Excerpts of location labeling data
········
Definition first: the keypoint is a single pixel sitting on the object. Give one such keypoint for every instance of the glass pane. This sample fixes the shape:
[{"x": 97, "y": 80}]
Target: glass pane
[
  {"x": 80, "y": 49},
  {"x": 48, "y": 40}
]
········
> [Your objective]: Reproduce the items above, substituting "window pane" for each instance of "glass pane" and leaving all other text unchanged.

> [Response]:
Definition first: the keypoint is a single pixel sitting on the object. Give one such keypoint for every instance of the window pane. This sample fixes the shape:
[{"x": 97, "y": 80}]
Target: window pane
[
  {"x": 80, "y": 49},
  {"x": 48, "y": 40}
]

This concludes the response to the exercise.